● Work instruction
Write out the entries once more, exactly as they appear.

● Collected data
▬▬▬▬▬▬▬▬▬▬
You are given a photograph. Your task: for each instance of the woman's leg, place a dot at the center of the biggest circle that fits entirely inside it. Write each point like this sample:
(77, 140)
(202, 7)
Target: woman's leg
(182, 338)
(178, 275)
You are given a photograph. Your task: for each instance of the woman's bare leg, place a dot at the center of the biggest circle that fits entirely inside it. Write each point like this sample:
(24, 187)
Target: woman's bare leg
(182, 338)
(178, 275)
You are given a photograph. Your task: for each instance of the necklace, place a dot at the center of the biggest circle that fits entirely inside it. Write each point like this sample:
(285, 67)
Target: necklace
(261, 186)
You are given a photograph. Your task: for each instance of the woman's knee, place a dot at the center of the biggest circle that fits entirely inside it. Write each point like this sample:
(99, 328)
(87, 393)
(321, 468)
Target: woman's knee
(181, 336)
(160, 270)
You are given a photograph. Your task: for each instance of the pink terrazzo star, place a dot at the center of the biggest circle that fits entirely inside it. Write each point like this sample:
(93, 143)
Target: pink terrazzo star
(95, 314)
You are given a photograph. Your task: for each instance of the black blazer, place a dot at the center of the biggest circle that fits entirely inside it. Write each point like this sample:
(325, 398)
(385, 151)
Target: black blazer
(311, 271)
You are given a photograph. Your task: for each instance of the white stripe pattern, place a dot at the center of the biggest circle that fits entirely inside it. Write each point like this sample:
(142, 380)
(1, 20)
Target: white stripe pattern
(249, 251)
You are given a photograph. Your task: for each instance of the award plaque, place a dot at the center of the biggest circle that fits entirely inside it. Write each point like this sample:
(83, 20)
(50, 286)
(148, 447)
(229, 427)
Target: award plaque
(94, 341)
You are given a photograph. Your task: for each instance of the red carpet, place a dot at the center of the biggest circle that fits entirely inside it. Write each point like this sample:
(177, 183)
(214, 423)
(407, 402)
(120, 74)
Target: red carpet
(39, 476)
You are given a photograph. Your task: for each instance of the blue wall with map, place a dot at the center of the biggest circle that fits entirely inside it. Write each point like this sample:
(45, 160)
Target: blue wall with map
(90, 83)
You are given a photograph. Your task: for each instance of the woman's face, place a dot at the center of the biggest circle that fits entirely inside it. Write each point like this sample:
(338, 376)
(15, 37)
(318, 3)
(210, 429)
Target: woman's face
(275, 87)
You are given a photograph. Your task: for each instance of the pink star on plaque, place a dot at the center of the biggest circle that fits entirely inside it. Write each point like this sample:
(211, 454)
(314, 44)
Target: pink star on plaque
▬▬▬▬▬▬▬▬▬▬
● Exercise answer
You are given a photograph. Your task: for each instance of the woman's leg, place a dot at the center of the biggest circle that fits entirely inside it. Write each point like this sample:
(77, 140)
(202, 7)
Target: woman's leg
(182, 338)
(178, 275)
You are given a photograph. Your task: for each instance of the woman's bare leg, place a dot at the center of the biggest circle that fits entirely inside it. Write each point like this sample:
(24, 187)
Target: woman's bare leg
(182, 338)
(178, 275)
You are given a photograph. Your task: for each instance of the necklace, place a dot at the center of the biggest circle that fits entirely inside it. Write each point like this sample:
(285, 67)
Target: necklace
(261, 186)
You are given a photograph. Your task: for each instance of the woman's knee, place a dot at the center of the biggest circle that fits entirely inside it. Write each point like this sample:
(99, 328)
(87, 393)
(321, 468)
Target: woman's knee
(181, 336)
(160, 270)
You are given a photograph. Your task: for each instance of the pink terrazzo star, place a dot at the center of the biggest circle that fits entirely inside it. Write each point like this sample:
(93, 143)
Target: pink terrazzo star
(95, 314)
You are given a photograph. Your task: for each instance of the black blazer, place a dot at the center of the biggest circle that fits entirely inside it. Write each point like this sample:
(325, 398)
(385, 151)
Target: black blazer
(311, 271)
You are given a photograph. Your task: for each instance of the white stripe pattern, place a dot at the center of the biggest circle that fits entirely inside it. Write each point like this sample:
(142, 380)
(1, 20)
Target: white stripe pattern
(249, 251)
You are given a photograph. Your task: for each instance of the award plaque, place a dot at the center of the biggest circle that fits entirely inside it. Write each point like this sample:
(83, 20)
(50, 286)
(148, 447)
(229, 427)
Target: award plaque
(94, 341)
You are given a photograph. Your task: for each instance of the red carpet, place a dot at the center of the biggest circle that fits entirely inside it. Write each point like this sample:
(177, 183)
(214, 423)
(407, 402)
(120, 74)
Target: red carpet
(39, 476)
You are given a photograph. Your task: for each instance of the blue wall with map, place a dot at the center of the biggest circle that fits entirely inside it. Write each point like this sample:
(45, 160)
Target: blue wall with map
(90, 83)
You are given a photograph. Your task: for each instance of the woman's face, place a dot at the center of the biggest circle that fits entirely inside it. Write each point like this sample:
(338, 376)
(15, 37)
(318, 3)
(210, 429)
Target: woman's face
(275, 87)
You are given a photograph. Your task: for each instance of the pink star on plaque, place a dot at the center of the biggest circle that fits entirely inside it. Write each point like this sample:
(211, 454)
(314, 44)
Target: pink star on plaque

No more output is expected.